──────── SELECTED EXTRACT ────────

In an ideal world, there would be no reason for restaurateurs to employ sommeliers. The wine list selection at quality dining establishments would be broad and transparent, making wine choice as easy as selecting your meal. Doubts about the suitability of a particular item could be disposed of by way of a tasting from stocks kept open for wine sales by the glass. In this utopia, all restaurants would list a broad and representative range of quality wines. Everyone, from the proprietors of these extraordinary establishments to even the most occasional customers would share comparable levels of product wisdom. After all, we know that Tournadoes Rossini are filet steaks served with a slab of foie gras – how hard is it to have a class of diners who can instantly envisage the taste and texture of any one of five thousand bottles of wine?
Except we know this is absurd. There are vastly more wines available for sale than even the most assiduous wine buff can hope to commit to memory, just as there are more ways of serving beef than the so-called classical cuisine options that dominated fine dining establishment menus until the 1980s. The success of “cutting edge” restaurants is the originality of what they offer. This unpredictability is one of the many features which distinguish them from steak-houses and family diners. If you expect the waiter who takes your order to know everything about the dishes on the menu, how they are prepared, what goes into them, how they look, taste and feel, why should you not want the person serving the wine to be able to engage on a similar plane?

────────

EXERCISE INSTRUCTIONS -
1) In the passage on sommeliers, what are Tournadoes Rossini said to be?
2) Retype the passage on sommeliers between "Except we know" and "a similar plane?", inclusive.
3) Extend the passage on sommeliers, beginning after its final sentence.
The entries in the data excerpts are separate material, unrelated to the passage on sommeliers.

──────── GIVEN RECORDS ────────

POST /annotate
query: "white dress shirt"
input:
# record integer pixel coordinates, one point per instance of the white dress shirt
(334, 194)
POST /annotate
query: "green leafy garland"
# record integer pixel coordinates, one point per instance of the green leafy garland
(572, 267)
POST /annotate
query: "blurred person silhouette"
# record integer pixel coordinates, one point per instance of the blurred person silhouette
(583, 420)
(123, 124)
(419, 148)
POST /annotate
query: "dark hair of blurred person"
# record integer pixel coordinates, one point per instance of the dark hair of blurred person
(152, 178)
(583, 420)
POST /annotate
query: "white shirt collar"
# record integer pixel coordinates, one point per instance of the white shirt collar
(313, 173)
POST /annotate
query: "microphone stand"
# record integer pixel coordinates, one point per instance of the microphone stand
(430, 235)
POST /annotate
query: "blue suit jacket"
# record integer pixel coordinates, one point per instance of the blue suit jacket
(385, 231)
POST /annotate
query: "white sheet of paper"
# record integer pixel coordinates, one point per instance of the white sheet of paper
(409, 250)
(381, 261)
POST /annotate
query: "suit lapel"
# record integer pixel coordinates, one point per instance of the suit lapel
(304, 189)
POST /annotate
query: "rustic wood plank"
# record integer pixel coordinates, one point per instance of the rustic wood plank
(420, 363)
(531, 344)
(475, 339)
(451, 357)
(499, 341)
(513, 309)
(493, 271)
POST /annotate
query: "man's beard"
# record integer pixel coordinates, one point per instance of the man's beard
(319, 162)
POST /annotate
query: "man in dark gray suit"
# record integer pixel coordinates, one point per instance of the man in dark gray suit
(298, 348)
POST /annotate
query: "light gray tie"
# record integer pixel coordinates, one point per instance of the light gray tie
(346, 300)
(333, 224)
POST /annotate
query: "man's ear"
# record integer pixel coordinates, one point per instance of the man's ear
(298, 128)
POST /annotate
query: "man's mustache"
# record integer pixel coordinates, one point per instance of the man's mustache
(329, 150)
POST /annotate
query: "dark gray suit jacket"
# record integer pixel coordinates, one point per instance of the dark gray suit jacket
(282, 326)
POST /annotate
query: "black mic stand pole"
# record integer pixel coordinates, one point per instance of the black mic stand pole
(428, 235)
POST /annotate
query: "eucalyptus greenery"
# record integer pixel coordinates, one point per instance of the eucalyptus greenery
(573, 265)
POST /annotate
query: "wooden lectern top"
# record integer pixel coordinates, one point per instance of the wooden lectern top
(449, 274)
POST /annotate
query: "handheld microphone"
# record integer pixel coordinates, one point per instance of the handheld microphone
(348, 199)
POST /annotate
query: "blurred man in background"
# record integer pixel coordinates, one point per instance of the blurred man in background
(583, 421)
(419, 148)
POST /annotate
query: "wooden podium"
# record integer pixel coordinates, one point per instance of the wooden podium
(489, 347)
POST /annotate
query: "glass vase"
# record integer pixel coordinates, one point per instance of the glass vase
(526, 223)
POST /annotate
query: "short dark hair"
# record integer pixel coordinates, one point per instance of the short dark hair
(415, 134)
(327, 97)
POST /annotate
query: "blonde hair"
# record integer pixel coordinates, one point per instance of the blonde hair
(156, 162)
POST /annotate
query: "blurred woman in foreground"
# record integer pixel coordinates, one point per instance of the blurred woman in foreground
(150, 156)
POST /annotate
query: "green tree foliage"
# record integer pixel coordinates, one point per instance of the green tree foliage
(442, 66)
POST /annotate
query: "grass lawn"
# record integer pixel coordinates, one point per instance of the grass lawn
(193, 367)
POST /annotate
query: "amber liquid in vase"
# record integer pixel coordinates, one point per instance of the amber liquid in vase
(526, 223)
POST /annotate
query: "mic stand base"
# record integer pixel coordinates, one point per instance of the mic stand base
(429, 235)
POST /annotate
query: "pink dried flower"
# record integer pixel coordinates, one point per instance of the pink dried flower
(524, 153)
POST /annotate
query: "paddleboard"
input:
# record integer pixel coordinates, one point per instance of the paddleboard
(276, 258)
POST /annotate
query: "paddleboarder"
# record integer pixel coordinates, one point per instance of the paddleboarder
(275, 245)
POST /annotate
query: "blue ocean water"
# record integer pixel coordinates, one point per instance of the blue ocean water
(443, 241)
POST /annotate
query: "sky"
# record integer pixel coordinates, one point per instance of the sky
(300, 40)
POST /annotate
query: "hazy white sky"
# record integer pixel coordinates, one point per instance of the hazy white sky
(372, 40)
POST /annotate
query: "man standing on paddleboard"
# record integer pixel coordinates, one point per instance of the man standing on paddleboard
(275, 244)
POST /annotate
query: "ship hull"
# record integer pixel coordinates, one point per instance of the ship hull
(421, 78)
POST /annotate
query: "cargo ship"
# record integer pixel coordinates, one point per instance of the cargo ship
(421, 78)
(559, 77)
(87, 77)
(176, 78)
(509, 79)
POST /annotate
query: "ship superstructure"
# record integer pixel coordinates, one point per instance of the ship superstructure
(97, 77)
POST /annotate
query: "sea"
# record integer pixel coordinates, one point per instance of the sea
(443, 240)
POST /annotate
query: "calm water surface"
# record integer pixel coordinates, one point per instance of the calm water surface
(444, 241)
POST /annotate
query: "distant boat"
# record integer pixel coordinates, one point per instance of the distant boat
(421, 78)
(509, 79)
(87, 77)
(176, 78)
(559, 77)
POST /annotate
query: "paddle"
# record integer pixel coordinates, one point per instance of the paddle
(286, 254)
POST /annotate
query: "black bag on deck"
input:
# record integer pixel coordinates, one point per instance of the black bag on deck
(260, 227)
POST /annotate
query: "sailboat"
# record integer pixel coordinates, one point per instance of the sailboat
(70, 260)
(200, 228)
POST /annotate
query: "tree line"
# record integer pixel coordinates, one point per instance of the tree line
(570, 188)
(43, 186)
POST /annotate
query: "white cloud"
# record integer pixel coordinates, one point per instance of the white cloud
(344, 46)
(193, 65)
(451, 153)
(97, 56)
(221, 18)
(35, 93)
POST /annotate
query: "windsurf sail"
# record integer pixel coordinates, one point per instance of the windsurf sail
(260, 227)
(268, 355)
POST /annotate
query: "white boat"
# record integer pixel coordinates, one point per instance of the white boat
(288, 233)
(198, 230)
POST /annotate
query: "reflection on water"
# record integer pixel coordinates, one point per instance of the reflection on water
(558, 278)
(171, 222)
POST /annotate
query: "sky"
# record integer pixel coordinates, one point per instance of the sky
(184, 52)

────────
──────── GIVEN RECORDS ────────

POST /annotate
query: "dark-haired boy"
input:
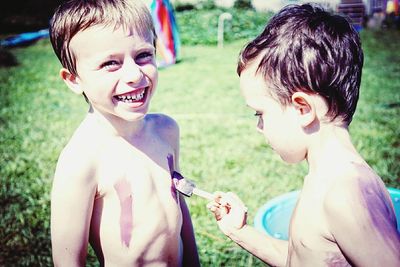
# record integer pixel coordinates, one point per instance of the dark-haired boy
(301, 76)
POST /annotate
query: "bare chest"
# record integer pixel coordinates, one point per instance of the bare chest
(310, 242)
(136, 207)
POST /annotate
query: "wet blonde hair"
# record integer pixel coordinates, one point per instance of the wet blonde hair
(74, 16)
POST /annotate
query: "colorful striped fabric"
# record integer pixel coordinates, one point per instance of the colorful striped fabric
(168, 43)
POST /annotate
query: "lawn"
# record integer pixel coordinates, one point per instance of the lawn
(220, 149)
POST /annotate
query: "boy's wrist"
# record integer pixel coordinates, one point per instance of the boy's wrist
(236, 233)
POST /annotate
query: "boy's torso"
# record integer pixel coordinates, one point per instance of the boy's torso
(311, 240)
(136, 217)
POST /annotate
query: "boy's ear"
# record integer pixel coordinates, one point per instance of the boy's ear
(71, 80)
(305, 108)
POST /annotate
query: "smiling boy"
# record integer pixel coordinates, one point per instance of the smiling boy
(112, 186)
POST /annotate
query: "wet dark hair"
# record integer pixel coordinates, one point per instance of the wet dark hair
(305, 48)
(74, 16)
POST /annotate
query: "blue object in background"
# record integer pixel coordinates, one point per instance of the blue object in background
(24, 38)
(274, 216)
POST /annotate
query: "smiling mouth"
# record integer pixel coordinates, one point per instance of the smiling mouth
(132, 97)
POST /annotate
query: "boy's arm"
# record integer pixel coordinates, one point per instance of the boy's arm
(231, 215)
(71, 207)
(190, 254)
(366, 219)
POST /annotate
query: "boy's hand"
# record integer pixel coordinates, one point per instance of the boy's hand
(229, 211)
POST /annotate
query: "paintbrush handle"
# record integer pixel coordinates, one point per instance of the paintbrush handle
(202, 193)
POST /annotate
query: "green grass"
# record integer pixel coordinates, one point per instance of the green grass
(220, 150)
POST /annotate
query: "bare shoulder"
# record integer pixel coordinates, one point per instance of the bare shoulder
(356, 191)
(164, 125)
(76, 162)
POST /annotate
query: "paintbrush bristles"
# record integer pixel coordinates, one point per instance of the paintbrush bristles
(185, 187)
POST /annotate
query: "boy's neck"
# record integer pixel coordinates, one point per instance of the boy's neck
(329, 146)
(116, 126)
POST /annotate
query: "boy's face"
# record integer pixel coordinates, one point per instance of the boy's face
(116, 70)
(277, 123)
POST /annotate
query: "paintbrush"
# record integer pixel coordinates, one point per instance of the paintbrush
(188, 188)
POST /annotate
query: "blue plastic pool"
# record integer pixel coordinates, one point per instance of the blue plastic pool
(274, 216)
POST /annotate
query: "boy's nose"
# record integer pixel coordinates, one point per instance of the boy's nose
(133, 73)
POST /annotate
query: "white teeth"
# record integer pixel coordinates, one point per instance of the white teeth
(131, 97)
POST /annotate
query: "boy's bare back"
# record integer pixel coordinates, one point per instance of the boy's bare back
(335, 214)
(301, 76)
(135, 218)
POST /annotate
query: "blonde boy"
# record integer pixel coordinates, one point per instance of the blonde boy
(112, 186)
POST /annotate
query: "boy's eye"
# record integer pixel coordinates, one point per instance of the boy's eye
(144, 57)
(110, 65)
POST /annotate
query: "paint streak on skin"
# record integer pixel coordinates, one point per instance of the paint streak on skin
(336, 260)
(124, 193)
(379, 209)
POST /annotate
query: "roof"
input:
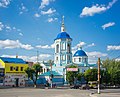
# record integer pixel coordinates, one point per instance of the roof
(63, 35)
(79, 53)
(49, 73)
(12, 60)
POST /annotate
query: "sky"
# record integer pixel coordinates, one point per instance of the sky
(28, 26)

────────

RESPONSES FOR EACH TASK -
1) Filet steaks served with a slab of foie gras.

2)
Except we know this is absurd. There are vastly more wines available for sale than even the most assiduous wine buff can hope to commit to memory, just as there are more ways of serving beef than the so-called classical cuisine options that dominated fine dining establishment menus until the 1980s. The success of “cutting edge” restaurants is the originality of what they offer. This unpredictability is one of the many features which distinguish them from steak-houses and family diners. If you expect the waiter who takes your order to know everything about the dishes on the menu, how they are prepared, what goes into them, how they look, taste and feel, why should you not want the person serving the wine to be able to engage on a similar plane?

3)
You expect the chef to source the best possible ingredients, obtaining beef from one farmer, lamb from another, butter and dairy products from a third, potatoes from Ile de Re, cured ham from a long-established producer in San Daniele and truffles from Perigord. It’s not unreasonable to anticipate the same commitment to quality in the wine selection, how the bottles are stored and, as importantly, how they are served.
Except that we don’t. We look at wine lists which have clearly been put together by the representative of one of several wine distributors, where 80% of the items come from a single wholesaler’s stock, and uncomplainingly accept that this is the way of the world. (If you go to a chain of so-called family diners – a Steers or Ocean Basket kind of establishment – there probably won’t even be an attempt to conceal the fact that only one supplier has been involved in sourcing the wines.) In an age of desk-top publishing we patiently live with the absence of vintage information, with the perennial out-of-stocks, with the sheepishly announced product substitutions.
We accept the “cost-of-wine-service” myth and tolerate the 150% – 250% mark-ups when the “wine waiter” wrestles with the closure, thumbing the lip of the bottle as he or she battles to remove the capsule, and then looks at us blankly when we taste the clumsily poured sample and pronounce the wine “corked.” We raise no objection to the tot-sized ‘Paris’ goblets or the Irish coffee glasses into which these service industry professionals pour the R100 bottles which the establishment sells for R295. No wonder there’s no real impetus for change at the level of management.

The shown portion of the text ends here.